> _Exercise_
Which rows below contain the word "fireplace"? Return each one in full.

▽

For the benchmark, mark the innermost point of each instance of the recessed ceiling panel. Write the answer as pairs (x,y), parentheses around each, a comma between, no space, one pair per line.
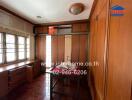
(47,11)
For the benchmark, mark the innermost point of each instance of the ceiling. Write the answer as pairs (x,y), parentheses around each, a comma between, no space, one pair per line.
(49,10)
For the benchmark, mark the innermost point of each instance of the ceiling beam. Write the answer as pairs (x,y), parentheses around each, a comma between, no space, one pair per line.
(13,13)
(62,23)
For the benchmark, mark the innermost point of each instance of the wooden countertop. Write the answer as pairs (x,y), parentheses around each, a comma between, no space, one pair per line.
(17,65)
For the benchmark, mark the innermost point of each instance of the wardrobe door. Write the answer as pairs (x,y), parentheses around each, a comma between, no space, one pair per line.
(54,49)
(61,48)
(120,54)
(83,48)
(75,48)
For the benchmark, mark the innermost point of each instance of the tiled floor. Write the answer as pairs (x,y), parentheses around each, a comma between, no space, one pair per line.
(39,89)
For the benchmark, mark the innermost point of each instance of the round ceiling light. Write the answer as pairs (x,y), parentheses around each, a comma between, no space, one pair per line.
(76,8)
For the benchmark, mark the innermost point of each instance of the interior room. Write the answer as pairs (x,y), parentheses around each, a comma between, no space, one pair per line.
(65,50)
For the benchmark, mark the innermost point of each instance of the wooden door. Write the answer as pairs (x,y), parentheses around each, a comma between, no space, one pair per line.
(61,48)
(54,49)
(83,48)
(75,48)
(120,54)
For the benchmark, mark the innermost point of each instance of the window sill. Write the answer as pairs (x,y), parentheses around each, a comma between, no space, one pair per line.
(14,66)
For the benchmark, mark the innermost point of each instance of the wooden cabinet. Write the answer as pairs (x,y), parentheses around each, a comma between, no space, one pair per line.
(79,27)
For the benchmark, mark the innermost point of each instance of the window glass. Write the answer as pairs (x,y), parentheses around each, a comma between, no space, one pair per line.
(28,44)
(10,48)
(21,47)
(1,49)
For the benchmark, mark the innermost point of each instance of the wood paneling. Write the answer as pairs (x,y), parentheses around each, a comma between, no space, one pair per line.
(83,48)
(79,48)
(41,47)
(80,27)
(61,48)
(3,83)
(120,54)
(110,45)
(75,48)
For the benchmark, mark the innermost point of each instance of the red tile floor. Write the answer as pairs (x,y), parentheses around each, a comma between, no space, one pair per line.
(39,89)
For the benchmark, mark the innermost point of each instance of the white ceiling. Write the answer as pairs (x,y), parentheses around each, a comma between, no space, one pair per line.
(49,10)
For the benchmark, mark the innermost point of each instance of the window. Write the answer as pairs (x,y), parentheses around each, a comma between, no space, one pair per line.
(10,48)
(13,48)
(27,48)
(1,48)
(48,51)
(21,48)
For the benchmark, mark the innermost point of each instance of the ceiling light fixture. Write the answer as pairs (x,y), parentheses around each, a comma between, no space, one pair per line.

△
▽

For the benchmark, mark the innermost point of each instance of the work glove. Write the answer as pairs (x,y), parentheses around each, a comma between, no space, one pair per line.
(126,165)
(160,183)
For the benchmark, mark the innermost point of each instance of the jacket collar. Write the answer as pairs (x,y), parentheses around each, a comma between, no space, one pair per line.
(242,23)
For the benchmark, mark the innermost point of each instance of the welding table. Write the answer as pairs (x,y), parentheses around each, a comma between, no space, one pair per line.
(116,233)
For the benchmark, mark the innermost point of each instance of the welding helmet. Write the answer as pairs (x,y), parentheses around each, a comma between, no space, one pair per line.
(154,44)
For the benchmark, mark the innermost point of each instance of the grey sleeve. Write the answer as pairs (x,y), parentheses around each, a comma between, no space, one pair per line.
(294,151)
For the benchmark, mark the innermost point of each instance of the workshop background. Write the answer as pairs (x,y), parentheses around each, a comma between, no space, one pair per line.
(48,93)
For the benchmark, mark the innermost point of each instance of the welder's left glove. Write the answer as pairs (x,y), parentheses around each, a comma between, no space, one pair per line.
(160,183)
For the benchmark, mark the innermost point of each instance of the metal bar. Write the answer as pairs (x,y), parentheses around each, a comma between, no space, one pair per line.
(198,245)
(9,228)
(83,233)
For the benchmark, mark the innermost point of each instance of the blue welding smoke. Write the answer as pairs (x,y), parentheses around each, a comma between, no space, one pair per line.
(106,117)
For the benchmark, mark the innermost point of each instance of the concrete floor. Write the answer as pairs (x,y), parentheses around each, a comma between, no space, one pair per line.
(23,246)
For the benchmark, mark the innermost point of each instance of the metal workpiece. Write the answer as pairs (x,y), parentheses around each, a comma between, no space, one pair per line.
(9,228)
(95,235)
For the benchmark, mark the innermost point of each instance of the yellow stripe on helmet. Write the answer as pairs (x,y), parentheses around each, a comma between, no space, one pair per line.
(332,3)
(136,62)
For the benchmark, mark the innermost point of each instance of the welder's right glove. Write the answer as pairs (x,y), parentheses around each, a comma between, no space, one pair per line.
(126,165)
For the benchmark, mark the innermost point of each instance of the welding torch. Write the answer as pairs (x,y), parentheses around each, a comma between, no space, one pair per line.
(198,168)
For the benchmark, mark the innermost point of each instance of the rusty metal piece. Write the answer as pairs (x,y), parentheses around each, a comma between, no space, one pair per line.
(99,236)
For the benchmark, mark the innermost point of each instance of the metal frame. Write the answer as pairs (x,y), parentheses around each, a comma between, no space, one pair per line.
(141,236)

△
▽

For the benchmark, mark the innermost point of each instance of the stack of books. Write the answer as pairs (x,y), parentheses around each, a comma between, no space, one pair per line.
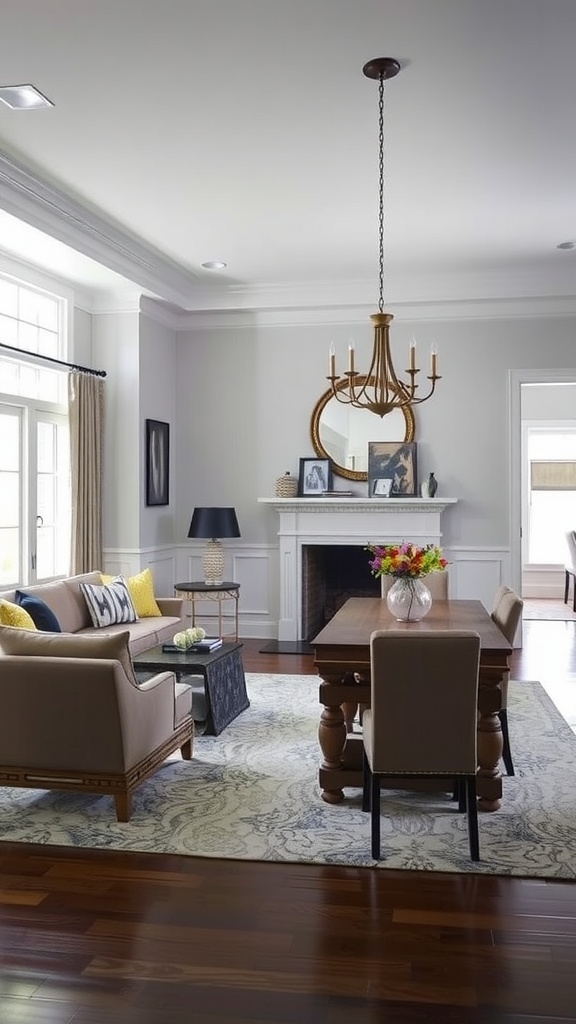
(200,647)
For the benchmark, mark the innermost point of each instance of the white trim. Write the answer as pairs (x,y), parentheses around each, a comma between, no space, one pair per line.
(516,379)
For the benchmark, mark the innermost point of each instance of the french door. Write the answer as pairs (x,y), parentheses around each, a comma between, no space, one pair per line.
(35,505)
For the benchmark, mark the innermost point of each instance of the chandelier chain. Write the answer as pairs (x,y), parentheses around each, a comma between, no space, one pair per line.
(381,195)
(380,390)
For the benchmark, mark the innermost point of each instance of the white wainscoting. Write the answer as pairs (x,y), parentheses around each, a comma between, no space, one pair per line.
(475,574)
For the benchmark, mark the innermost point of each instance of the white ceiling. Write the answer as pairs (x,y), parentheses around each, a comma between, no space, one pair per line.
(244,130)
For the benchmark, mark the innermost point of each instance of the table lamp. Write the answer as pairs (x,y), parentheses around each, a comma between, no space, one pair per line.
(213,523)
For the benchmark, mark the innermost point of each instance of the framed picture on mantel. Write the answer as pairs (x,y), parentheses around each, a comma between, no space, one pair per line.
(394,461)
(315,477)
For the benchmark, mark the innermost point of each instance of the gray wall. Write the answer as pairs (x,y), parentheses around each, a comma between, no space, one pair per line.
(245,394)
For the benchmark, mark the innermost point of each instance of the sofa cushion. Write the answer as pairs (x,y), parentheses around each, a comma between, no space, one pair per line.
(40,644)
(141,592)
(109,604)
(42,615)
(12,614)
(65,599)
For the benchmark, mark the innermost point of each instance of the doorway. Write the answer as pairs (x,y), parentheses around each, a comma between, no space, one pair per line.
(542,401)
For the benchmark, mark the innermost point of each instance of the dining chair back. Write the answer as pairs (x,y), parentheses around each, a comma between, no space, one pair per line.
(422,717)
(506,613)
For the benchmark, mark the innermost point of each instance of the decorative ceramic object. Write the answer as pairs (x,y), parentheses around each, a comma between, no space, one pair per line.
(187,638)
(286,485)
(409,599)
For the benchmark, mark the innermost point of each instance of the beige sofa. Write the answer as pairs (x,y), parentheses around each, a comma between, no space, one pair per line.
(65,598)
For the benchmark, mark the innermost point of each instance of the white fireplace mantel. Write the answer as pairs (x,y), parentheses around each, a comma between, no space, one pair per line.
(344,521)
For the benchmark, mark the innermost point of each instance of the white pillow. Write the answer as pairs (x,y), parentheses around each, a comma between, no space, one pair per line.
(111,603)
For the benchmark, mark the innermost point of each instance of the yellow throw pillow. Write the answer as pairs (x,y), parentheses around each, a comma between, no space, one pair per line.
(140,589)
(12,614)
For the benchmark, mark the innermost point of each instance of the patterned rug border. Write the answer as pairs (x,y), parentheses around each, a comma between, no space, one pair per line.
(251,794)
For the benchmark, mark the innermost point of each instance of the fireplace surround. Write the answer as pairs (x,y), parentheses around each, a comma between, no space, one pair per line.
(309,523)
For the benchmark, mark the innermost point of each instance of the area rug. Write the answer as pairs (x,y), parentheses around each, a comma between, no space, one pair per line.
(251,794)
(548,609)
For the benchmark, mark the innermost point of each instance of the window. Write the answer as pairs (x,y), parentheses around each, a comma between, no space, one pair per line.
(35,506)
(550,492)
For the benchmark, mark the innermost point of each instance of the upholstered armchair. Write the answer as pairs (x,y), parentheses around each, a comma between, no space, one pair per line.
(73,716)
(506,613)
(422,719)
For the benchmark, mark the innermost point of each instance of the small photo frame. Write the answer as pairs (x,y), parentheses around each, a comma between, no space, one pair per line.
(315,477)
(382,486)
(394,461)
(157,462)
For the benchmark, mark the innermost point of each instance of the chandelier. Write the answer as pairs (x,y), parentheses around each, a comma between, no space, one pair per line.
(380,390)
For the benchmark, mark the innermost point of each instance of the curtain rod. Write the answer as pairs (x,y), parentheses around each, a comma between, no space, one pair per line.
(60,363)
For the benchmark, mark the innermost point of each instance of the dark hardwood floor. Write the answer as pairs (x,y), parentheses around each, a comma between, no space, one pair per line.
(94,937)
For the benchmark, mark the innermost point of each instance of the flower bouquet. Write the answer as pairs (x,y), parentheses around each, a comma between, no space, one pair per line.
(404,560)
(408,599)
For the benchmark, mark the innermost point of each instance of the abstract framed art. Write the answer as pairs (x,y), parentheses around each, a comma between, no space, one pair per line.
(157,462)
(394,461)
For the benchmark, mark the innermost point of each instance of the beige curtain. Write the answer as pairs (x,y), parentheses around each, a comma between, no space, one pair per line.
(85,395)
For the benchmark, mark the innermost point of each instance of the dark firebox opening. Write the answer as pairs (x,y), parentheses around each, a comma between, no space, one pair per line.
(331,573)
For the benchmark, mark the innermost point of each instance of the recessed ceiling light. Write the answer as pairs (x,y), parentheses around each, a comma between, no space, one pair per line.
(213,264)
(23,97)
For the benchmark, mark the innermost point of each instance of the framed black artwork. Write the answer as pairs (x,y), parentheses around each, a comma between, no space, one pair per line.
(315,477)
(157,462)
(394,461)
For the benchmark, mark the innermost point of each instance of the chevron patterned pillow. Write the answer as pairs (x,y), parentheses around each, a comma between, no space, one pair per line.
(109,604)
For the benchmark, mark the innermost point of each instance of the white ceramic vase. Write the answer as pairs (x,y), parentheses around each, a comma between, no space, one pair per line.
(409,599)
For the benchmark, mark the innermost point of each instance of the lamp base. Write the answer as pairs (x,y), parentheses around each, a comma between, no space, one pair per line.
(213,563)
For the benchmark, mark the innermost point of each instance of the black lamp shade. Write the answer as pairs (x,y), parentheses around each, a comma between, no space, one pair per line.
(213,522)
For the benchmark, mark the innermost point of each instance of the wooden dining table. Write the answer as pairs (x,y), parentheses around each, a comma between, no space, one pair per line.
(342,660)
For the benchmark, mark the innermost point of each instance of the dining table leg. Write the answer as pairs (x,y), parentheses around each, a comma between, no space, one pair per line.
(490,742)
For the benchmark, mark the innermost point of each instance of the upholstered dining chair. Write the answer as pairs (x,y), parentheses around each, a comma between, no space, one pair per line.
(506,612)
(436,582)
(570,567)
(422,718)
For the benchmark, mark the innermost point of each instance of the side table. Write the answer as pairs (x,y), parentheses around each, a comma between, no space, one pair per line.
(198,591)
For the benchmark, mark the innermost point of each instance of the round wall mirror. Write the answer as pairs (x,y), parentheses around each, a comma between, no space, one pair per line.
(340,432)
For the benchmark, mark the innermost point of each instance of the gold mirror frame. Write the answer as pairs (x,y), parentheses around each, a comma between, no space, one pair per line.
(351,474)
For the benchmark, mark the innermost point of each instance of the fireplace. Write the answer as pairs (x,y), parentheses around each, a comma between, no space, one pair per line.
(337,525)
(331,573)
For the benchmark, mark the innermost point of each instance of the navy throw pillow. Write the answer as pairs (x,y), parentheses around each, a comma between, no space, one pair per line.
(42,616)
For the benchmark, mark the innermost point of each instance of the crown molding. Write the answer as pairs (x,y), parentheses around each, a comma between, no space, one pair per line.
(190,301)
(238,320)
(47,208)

△

> _Full answer_
For the benchmark, mark the innermost point of each instance of the white fireplace mantel. Write the answer as pairs (x,y), parentheses around each, a comma between, no space, one pair per line.
For the benchmark, mark the innermost point of each instance of the fireplace surround. Write the answer as pairs (x,y), parentheses around each, a comma between, no space, one pair per line.
For the benchmark, mark the innermost point of each instance of the fireplace. Write the answer as pairs (x,y), parentheses around each, a comma between, no space, one pair per line.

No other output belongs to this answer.